▶ _Document section_:
* start *
Leadership and AI
Last week was the start of the NAIAS, the North American International Auto Show. It’s a big deal here in Detroit and an opportunity for us to all see what the future holds for the automotive industry. It is filled with cool events, even cooler exhibits and is an overall good time in the city.
I had the opportunity to attend an event thrown by InForum, a non-profit organization focused on leadership and development. They have amazing programs, especially for women. Check them out at www.inforummichigan.org. Anyway, the event was centered on AI (Artificial Intelligence) and how it may play a part in our lives and in the automotive industry in the future. A panel of thought leaders in AI discussed where we are with the technology, what we need to ensure happens for safe applications, and how prevalent AI is today without us even realizing it (yeah, I’m taking to you Netflix recommendations!).
The discussion was fascinating, tons of learnings for all. I left understanding much more about AI and intrigued by how it will be used in not only my life, but the life of my kids. I mean, Alexa has been like a new family member after all the kids got Echo-dots for Christmas. The kids might even be talking more to Alexa than are to each other. I digress.
One of the things that really struck me from the conversation was how much data is needed for AI to function properly. In order to provide the right answers or right recommendations, there needs to be an overflow of data, scenarios and results. In the event that even one is missing the result will not be what is expected. The easiest way to understand this is when you ask Alexa what time the Patriots vs. Chiefs game is and she responds with the weather in Suriname. I know this is an exaggeration on my part, but even with the advances we have made in conversational AI technology, we still receive wrong information depending on how we ask a question. The system needs to take into account millions of variances in order to provide you with the exact answer you are looking for.
* end *
▶ _Information provided_:
* start *
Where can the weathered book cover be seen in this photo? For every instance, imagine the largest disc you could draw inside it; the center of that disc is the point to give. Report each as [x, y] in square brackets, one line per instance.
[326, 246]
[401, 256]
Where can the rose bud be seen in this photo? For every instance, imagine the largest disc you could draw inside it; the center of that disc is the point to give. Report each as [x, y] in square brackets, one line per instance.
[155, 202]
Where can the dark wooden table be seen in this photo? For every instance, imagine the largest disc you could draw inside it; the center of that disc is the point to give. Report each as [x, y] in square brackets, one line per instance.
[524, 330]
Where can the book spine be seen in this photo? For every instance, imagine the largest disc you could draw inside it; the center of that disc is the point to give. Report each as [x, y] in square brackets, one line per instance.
* end *
Pick up the leadership and AI post above at the point where it stops, and keep going in the same voice.

When we move the discussion to self-driving cars the consequences could be even more dire since a faulty result could impact lives. That is why Alisyn Malek, COO and Founder of May Mobility, said that auditability of results is the most important factor in what she is working on regarding self-driving cars. If the audits show that the results are less than perfect, the car will not see the streets.
That tidbit really stuck with me and not just because Alisyn said if there is one thing you should take away from this discussion, it is this. It stuck with me because as leaders we might not be auditing ourselves as much as we should. What I mean is that leadership is hard, and much like the AI systems I have just discussed, we take in several amounts of inputs that dictate how we approach a particular situation. We have to take in consideration emotions, timing, tenure, skill level. Personal situations, bottom line, how it will affect the team. Every time we have a discussion with one of our teammates the data needed to make the right decisions is overwhelming. And much like the AI systems of now, our answers are not always on the money.
So how do we ensure that we are making the best possible decisions, or having the best conversations? We need to audit. We need to revisit the situation and reflect on what went well and what could have gone better. Being able to analyze this data will allow us to react differently the next time the same situation presents itself.
But here is the catch… There will be few times when the answer will be exactly the same. Humans are, well…human. And they are beautifully unpredictable and unique. What would work for one person, will not necessarily work for the other. There will also be variants on YOUR disposition, personal situation and demeanor. You will need to not only account for your team’s reactions but yours. Thank goodness for emotional intelligence.
Regardless, if we approach our auditing process as meticulously as the thought leaders of AI technology approach their results, we can and will become better leaders. Leaders that we badly need. Because it does not matter how much technology advances, leadership will always be innately human.
Andre Mello is a Business Coach and it is a little scared that Alexa will share all his secrets with the world. Regardless he will keep engaging because he cannot help himself. Andre has been in Marketing and Leadership for over 17 years. If you would like to connect with him, please visit www.wysecoaching.com.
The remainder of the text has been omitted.